Incomplete Penetrance for Isolated Congenital Asplenia in Humans With Mutations in Translated and Untranslated RPSA Exons

Alexandre Bolze et al. Proc Natl Acad Sci U S A. .
Free PMC article

Abstract

Isolated congenital asplenia (ICA) is the only known human developmental defect exclusively affecting a lymphoid organ. In 2013, we showed that private deleterious mutations in the protein-coding region of RPSA, encoding ribosomal protein SA, caused ICA by haploinsufficiency with complete penetrance. We reported seven heterozygous protein-coding mutations in 8 of the 23 kindreds studied, including 6 of the 8 multiplex kindreds. We have since enrolled 33 new kindreds, 5 of which are multiplex. We describe here 11 new heterozygous ICA-causing RPSA protein-coding mutations, and the first two mutations in the 5'-UTR of this gene, which disrupt mRNA splicing. Overall, 40 of the 73 ICA patients (55%) and 23 of the 56 kindreds (41%) carry mutations located in translated or untranslated exons of RPSA. Eleven of the 43 kindreds affected by sporadic disease (26%) carry RPSA mutations, whereas 12 of the 13 multiplex kindreds (92%) carry RPSA mutations. We also report that 6 of 18 (33%) protein-coding mutations and the two (100%) 5'-UTR mutations display incomplete penetrance. Three mutations were identified in two independent kindreds, due to a hotspot or a founder effect. Finally, RPSA ICA-causing mutations were demonstrated to be de novo in 7 of the 23 probands. Mutations in RPSA exons can affect the translated or untranslated regions and can underlie ICA with complete or incomplete penetrance.
☆ ☆ ☆ ☆ ☆
Exercise 1 ::
Duplicate the part of the asplenia abstract that opens with the words containing "Incomplete Penetrance for" and closes with "Sci U S A. .".
Exercise 2 ::
Answer these from the asplenia abstract:
(a) How many new kindreds were enrolled after the 2013 report?
(b) How many of the 13 multiplex kindreds carry RPSA mutations?
(c) In how many of the 23 probands were the RPSA mutations shown to be de novo?
Exercise 3 ::
Extend the abstract on congenital asplenia with a passage that follows on from its last sentence.
The entries after this are separate material with no connection to the abstract.
☆ ☆ ☆ ☆ ☆
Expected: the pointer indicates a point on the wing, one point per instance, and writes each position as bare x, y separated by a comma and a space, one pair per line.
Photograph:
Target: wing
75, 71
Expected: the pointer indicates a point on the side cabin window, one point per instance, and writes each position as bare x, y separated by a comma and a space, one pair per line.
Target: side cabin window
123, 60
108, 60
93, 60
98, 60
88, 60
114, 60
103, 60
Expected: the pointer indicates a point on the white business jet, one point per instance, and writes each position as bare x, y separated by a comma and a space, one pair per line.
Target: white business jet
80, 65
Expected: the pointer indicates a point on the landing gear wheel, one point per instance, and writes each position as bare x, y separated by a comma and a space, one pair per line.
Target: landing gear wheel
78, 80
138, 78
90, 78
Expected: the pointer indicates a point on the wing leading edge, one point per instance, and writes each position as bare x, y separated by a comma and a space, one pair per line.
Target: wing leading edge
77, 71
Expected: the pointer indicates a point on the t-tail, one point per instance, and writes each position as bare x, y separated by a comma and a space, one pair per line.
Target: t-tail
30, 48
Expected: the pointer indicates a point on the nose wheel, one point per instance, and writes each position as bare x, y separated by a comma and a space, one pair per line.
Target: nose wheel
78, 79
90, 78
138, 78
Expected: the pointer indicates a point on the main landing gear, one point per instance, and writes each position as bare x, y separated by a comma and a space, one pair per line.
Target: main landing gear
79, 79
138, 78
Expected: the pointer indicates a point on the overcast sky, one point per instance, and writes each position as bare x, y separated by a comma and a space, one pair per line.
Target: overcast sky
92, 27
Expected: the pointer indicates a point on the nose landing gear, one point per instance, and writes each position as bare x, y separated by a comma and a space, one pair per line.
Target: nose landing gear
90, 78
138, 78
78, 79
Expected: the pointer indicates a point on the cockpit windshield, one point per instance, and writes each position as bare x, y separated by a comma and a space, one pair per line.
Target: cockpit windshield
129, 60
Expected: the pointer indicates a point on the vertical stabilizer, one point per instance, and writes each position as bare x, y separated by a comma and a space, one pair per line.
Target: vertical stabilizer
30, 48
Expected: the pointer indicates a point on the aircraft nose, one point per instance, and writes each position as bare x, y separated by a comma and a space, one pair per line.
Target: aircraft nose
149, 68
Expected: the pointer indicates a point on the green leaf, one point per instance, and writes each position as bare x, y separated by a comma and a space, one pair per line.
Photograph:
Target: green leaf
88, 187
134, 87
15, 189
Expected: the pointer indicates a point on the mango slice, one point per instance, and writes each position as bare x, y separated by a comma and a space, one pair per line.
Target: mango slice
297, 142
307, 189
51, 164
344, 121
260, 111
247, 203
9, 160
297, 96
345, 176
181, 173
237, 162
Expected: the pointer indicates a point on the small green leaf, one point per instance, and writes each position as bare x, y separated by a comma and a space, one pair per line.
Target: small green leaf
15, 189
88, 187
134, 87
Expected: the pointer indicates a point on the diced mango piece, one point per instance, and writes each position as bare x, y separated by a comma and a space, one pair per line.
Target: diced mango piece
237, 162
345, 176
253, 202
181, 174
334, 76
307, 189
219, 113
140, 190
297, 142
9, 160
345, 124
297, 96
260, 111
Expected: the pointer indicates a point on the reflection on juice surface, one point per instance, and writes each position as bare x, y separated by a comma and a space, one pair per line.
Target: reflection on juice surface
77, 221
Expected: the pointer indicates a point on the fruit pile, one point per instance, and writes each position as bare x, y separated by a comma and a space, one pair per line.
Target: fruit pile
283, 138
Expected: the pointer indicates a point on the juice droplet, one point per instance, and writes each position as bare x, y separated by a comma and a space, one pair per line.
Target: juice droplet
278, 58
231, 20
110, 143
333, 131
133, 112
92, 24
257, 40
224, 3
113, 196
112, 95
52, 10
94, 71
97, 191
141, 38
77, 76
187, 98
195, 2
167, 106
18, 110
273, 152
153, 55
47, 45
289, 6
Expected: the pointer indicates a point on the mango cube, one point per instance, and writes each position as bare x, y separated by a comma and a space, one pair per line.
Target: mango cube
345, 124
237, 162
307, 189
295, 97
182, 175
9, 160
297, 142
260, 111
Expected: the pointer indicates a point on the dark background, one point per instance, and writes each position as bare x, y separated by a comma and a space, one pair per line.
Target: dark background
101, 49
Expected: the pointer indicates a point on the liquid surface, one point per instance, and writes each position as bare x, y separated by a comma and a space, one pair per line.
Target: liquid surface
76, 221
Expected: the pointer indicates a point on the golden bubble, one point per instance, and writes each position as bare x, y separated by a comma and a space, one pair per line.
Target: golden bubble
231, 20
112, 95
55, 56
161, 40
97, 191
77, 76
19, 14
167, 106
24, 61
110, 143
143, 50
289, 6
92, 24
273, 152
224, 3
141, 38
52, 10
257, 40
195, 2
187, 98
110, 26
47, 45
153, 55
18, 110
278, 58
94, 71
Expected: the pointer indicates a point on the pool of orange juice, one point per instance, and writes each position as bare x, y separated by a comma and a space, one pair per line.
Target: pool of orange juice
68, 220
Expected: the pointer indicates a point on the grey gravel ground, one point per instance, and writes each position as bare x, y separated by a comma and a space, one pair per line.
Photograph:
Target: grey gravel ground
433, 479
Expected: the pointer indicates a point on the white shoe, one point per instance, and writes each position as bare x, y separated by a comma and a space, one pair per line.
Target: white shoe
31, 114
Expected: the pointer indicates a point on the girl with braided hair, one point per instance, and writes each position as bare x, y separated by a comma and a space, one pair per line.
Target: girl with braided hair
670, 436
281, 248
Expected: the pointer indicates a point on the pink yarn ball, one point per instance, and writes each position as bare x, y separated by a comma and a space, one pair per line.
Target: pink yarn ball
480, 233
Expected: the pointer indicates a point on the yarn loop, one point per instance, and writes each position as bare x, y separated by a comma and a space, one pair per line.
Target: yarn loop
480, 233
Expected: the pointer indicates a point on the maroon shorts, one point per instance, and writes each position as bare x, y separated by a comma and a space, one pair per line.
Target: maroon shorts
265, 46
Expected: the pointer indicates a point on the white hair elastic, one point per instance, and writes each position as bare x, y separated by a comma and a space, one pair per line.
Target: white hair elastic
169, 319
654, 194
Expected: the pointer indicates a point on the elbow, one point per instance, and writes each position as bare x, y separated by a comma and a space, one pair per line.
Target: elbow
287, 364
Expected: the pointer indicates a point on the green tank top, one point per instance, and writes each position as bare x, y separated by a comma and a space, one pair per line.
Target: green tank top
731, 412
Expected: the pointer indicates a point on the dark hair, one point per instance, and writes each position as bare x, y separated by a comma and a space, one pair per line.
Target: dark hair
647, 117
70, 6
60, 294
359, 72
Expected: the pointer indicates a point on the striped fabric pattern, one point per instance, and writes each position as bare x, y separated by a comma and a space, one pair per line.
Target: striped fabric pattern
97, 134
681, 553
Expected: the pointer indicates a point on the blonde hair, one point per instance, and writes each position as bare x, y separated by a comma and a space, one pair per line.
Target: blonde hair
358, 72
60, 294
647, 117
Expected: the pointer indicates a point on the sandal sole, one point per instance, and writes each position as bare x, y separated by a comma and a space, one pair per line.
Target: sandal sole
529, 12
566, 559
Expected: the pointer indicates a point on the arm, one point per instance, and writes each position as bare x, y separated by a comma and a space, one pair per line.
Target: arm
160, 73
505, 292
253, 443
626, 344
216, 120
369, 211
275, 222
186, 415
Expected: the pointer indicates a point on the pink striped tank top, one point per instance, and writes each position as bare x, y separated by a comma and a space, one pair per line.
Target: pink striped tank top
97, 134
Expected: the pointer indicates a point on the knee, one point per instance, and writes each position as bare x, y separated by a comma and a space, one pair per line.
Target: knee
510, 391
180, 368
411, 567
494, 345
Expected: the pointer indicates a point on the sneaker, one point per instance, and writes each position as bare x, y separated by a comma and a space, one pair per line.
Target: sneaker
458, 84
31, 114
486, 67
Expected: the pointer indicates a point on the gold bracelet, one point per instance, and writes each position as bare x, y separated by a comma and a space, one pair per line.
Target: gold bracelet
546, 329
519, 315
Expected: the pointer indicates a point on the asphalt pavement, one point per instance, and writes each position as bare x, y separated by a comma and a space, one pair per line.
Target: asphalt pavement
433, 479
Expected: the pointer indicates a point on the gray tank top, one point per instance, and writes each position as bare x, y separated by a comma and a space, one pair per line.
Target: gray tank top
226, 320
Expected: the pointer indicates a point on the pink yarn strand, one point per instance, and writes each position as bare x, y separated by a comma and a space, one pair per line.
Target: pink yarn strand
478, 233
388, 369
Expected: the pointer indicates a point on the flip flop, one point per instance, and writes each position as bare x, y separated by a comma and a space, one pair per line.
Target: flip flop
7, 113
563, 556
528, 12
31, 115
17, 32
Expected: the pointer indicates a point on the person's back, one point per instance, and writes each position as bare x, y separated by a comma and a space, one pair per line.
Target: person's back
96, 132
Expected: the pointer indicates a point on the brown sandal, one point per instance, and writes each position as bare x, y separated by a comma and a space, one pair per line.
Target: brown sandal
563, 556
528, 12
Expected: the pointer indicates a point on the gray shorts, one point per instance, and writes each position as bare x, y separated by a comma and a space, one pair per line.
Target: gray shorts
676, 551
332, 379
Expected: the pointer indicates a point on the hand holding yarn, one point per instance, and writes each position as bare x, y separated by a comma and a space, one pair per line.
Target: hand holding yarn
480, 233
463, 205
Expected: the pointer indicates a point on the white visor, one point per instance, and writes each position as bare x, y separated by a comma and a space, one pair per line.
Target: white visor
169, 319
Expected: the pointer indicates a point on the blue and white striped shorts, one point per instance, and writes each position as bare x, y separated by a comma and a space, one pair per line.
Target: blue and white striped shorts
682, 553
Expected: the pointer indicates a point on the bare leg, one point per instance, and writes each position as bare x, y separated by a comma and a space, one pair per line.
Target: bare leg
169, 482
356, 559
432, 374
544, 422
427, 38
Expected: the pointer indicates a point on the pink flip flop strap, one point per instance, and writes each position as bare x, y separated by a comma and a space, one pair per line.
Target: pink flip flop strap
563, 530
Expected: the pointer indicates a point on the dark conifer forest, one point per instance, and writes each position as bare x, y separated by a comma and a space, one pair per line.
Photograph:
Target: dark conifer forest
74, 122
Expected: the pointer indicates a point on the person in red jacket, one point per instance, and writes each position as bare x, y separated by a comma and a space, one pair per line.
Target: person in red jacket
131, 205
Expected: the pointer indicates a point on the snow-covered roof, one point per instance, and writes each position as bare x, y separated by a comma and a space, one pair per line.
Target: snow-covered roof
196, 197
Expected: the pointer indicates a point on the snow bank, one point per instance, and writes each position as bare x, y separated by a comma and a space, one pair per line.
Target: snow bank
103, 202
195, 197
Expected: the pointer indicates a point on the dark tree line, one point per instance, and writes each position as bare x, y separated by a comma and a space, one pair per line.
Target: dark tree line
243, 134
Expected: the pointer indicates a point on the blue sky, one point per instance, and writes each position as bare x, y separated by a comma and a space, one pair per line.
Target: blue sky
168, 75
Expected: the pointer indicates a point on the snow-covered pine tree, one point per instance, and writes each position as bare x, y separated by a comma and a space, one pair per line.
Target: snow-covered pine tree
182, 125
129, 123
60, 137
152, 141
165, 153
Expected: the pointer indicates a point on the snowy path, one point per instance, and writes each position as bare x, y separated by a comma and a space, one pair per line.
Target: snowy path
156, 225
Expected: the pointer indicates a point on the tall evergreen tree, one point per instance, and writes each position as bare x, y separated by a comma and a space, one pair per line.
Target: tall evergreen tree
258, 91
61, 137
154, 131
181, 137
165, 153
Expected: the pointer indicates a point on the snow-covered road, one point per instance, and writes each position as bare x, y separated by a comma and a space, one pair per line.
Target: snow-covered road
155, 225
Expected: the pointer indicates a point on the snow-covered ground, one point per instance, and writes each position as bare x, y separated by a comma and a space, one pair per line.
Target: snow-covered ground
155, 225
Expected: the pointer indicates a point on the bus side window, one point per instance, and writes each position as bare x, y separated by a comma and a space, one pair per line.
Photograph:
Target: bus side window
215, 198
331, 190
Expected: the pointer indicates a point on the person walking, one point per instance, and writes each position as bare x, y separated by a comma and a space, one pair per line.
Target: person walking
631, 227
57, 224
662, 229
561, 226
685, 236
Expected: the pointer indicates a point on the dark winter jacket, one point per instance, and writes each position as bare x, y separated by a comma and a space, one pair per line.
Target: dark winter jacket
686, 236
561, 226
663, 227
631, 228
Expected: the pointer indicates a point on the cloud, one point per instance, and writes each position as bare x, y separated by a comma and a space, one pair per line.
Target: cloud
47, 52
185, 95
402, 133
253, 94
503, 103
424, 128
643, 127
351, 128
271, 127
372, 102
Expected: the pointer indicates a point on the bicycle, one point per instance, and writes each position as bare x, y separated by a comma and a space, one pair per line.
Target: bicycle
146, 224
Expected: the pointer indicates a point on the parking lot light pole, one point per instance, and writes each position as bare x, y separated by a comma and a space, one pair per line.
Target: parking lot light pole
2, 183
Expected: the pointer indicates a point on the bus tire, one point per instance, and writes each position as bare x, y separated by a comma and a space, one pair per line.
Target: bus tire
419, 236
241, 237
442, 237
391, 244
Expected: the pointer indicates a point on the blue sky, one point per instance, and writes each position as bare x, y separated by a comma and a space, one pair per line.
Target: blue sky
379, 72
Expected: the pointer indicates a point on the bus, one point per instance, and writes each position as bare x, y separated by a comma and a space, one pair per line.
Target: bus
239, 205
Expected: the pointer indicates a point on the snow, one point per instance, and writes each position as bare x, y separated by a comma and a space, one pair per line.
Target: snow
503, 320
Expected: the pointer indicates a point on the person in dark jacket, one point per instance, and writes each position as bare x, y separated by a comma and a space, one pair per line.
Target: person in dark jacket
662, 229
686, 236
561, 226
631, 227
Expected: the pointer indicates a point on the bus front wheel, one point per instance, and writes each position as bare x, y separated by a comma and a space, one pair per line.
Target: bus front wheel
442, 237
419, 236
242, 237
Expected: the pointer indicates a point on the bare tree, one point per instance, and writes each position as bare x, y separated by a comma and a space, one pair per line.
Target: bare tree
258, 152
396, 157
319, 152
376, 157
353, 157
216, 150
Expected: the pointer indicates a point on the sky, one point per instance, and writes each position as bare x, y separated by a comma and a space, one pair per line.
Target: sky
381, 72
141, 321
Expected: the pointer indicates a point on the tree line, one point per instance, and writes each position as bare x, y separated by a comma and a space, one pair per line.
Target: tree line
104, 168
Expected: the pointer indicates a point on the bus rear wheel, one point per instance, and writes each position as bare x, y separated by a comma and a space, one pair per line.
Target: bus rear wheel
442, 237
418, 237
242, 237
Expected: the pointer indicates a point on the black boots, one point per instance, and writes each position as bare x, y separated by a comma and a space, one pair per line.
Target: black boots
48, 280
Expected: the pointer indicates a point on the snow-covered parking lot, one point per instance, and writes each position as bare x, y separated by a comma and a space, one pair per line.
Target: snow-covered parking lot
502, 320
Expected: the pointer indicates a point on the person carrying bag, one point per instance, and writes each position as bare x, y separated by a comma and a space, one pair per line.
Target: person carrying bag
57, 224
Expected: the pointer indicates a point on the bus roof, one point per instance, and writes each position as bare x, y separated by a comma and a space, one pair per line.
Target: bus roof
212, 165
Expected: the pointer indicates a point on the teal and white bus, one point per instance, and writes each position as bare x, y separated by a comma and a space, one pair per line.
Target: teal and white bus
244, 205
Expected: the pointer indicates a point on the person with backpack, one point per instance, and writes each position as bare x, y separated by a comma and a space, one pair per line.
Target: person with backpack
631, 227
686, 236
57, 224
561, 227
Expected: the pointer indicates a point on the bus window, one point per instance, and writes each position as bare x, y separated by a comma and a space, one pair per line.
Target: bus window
☆ ☆ ☆ ☆ ☆
Answer 1 ::
Incomplete Penetrance for Isolated Congenital Asplenia in Humans With Mutations in Translated and Untranslated RPSA Exons

Alexandre Bolze et al. Proc Natl Acad Sci U S A. .

Answer 2 ::
(a) 33
(b) 12
(c) 7

Answer 3 ::
Keywords: RPSA; incomplete penetrance; isolated congenital asplenia; ribosomopathy; spleen.

Conflict of interest statement

Conflict of interest statement: A.B. works at Helix.

Figures

Fig. 1.
Fig. 1.
Overview of the 23 ICA kindreds in our cohort who carry mutations in RPSA. (A) Eight kindreds were reported in our initial publication: All had nonsynonymous and fully penetrant mutations for ICA. (B and C) Twelve newly recruited kindreds had novel nonsynonymous mutations, displaying complete (B) or incomplete penetrance (C) for ICA. (D) Three ICA kindreds with mutations in the 5′-UTR of RPSA. (E) Schematic view of all of the ICA-causing mutations in RPSA. Mutations reported in our initial study are indicated above the gene schema. New mutations identified and reported in this study are indicated underneath the gene schema. Alternate white and gray color indicates the seven different exons from the canonical transcript of the gene (ENST00000301821).
Fig. 2.
Fig. 2.
Several mutations in RPSA display incomplete penetrance for ICA. (A) Comparative CADD score between RPSA coding-mutations leading to complete or incomplete penetrance. (B) Structure of the human small ribosomal subunit (PDB ID code 6EK0). The 18S ribosomal RNA is colored in gray, ribosomal proteins are colored in light blue, and RPSA is highlighted in green. (CE) Detailed view of RPSA with colored spheres highlighting RPSA missense mutations leading to complete (red spheres) or incomplete (orange spheres) penetrance. Each amino acid found mutated in the ICA cohort is indicated based on human RPSA.
Fig. 3.
Fig. 3.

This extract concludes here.